● **Dataset entries**:
=== Begin Enclosure ===
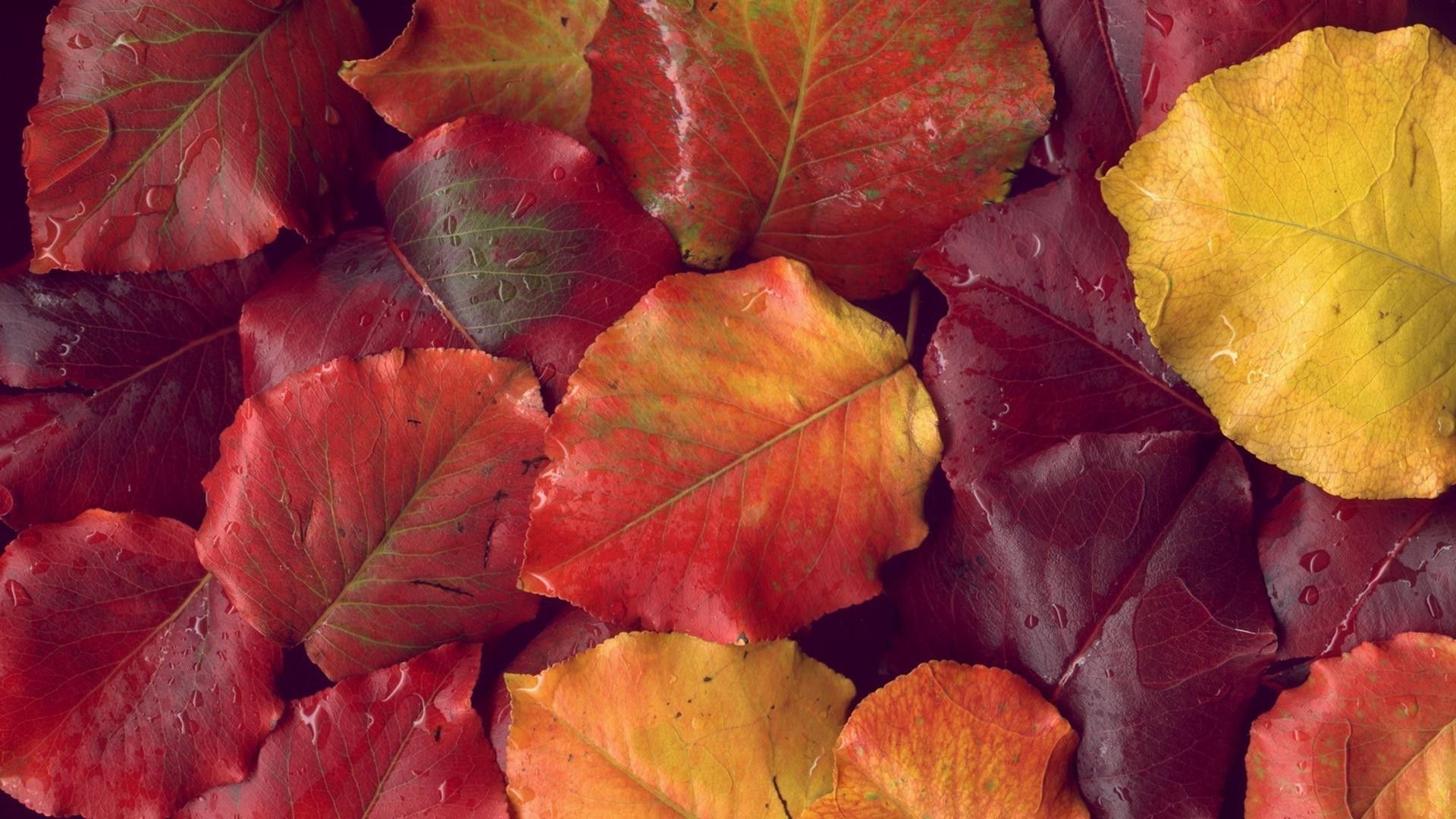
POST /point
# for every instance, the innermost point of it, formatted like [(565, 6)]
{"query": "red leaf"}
[(1043, 340), (519, 237), (375, 509), (1097, 57), (398, 742), (848, 136), (1347, 572), (127, 682), (155, 359), (175, 134), (1116, 573), (1190, 38), (347, 297)]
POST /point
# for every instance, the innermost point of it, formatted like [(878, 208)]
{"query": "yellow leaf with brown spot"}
[(667, 726), (954, 741), (1292, 246)]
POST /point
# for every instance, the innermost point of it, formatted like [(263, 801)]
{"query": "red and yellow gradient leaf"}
[(127, 682), (664, 726), (166, 136), (457, 57), (397, 742), (734, 458), (954, 741), (373, 509), (1369, 735), (840, 133)]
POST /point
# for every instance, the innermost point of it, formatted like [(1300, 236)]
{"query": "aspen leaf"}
[(1291, 259)]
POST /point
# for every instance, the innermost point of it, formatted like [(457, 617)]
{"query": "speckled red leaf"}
[(1097, 58), (398, 742), (346, 297), (1346, 572), (1043, 340), (127, 682), (845, 134), (1190, 38), (734, 458), (134, 376), (1117, 573), (373, 509), (174, 134), (570, 632)]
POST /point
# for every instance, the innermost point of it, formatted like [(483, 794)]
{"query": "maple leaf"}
[(459, 57), (954, 741), (845, 136), (127, 681), (734, 457), (131, 379), (398, 742), (372, 509), (704, 730), (1367, 735), (162, 139)]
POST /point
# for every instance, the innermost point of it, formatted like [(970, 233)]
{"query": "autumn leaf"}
=== End Enclosure ===
● **Action item**:
Exact reproduction of the entries above is what's needed; images stay out.

● **Result**:
POST /point
# for every instance, the innermost point of it, formatted like [(565, 6)]
{"query": "red leaf"}
[(1043, 340), (519, 237), (375, 509), (1097, 57), (398, 742), (848, 136), (1347, 572), (127, 682), (155, 359), (175, 134), (1116, 573), (1190, 38), (347, 297)]
POST /point
# for every instance, the innermost point of it, formatted like [(878, 208)]
{"query": "yellow leaf with brown spot"}
[(667, 726), (954, 741), (1292, 246)]
POST /point
# for every instance, the innermost point of it, formatted like [(263, 801)]
{"query": "red and yellow gradient leaf"}
[(127, 682), (664, 726), (166, 136), (457, 57), (397, 742), (734, 458), (954, 741), (373, 509), (1369, 735), (840, 133)]
POST /point
# for every instance, the innermost point of it, formatted like [(1300, 236)]
{"query": "aspen leaf"}
[(1291, 259)]
POST /point
# for every instance, the innermost point of it, formatted like [(457, 617)]
{"query": "speckled red leaf"}
[(1097, 58), (398, 742), (346, 297), (1346, 572), (1043, 340), (127, 682), (845, 134), (1190, 38), (734, 458), (134, 376), (1117, 573), (373, 509), (174, 134), (570, 632)]
POST /point
# for every instance, the innermost point of it, formatted like [(483, 794)]
{"query": "maple leaf"}
[(459, 57), (954, 741), (845, 136), (127, 681), (734, 457), (131, 379), (398, 742), (372, 509), (704, 730), (1367, 735), (162, 139)]
POST /point
# for every instance, the innermost point of it, formatted like [(970, 233)]
{"query": "autumn leaf"}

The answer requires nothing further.